▸ **READING PASSAGE**
* * * * * * *

Vulnerabilities in web applications are frequently exploited by attackers, as they are a common and dynamic interface for almost every organization on the internet. Requests to applications running on top of App Service go through several gateways deployed in Azure datacenters around the world, responsible for routing each request to its corresponding application. Recently, Security Center and App Service embarked on a journey aimed at building a security offering to support App Service customers.

By leveraging the visibility that Azure has as cloud provider, Security Center analyzes App Service internal logs to identify attack methodology on multiple targets. For example, attempts to access the same Uniform Resource Identifiers (URI) on various web sites. This type of attacker typically exhibits a pattern of crawling to the same web page on multiple web sites, searching for a particularly vulnerable page or plugin. Security Center can detect and alert on behavior that may pass through Web Application Firewalls (WAF) instruments.

* * * * * * *

▸ **EXERCISE GOAL**
Reproduce the App Service security passage verbatim, starting with "Vulnerabilities in web" and going on through "App Service customers.".

Data entries
* * * * * * *

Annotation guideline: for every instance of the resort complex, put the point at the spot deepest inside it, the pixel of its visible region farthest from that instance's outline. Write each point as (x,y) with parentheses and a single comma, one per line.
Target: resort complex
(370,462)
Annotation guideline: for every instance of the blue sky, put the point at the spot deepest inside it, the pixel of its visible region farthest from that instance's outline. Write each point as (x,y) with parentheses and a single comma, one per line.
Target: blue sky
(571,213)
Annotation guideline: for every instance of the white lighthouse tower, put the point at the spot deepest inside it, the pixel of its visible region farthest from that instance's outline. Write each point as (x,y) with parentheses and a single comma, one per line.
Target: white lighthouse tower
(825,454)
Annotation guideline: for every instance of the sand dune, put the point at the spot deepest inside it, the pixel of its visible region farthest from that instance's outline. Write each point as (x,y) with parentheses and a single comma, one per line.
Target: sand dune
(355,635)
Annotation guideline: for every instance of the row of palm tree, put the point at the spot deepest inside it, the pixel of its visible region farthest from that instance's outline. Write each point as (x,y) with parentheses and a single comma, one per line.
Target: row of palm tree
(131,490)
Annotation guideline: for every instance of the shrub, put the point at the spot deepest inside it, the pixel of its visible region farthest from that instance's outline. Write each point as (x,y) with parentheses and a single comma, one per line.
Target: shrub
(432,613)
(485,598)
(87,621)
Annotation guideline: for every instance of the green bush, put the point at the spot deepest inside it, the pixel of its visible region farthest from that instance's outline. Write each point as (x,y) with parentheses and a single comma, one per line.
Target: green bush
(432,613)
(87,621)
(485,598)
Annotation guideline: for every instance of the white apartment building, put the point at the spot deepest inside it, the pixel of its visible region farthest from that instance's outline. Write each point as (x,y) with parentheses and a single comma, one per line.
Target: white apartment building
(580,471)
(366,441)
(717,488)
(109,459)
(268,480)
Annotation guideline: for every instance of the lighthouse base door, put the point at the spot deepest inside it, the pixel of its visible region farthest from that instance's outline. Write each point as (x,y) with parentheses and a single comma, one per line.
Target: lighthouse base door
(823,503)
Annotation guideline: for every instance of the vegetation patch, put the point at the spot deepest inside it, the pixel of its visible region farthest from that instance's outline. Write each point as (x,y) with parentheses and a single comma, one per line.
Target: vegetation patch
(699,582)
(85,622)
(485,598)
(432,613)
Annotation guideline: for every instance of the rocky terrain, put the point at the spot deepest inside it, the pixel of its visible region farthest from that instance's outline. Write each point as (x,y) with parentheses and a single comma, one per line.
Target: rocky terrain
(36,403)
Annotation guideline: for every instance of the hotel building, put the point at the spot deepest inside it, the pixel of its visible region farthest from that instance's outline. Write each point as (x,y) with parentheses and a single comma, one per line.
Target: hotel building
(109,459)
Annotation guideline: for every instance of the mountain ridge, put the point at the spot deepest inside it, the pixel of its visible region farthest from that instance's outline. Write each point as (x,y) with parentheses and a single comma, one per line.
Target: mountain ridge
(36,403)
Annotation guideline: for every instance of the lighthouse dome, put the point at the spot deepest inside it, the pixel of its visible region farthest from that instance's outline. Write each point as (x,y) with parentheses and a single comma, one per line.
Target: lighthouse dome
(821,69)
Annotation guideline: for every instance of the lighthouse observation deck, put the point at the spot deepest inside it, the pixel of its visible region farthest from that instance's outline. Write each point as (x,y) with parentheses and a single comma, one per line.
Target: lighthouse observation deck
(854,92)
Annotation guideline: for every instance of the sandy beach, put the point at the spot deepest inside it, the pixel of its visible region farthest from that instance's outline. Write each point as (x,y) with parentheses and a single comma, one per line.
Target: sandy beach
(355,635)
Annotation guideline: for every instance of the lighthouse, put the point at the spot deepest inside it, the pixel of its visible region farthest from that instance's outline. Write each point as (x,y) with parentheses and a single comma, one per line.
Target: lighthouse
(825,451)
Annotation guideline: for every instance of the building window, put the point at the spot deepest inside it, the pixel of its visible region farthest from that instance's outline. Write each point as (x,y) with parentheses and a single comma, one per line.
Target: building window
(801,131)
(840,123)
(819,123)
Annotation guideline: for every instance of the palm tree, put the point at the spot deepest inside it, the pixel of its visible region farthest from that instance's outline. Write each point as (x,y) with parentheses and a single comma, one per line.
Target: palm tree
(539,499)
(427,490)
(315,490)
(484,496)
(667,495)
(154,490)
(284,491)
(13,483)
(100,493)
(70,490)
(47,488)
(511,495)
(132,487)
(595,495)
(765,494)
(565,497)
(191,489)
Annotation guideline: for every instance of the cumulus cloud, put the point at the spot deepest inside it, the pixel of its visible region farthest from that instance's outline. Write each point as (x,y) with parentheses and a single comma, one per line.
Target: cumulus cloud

* * * * * * *

▸ **FINAL ANSWER**
Vulnerabilities in web applications are frequently exploited by attackers, as they are a common and dynamic interface for almost every organization on the internet. Requests to applications running on top of App Service go through several gateways deployed in Azure datacenters around the world, responsible for routing each request to its corresponding application. Recently, Security Center and App Service embarked on a journey aimed at building a security offering to support App Service customers.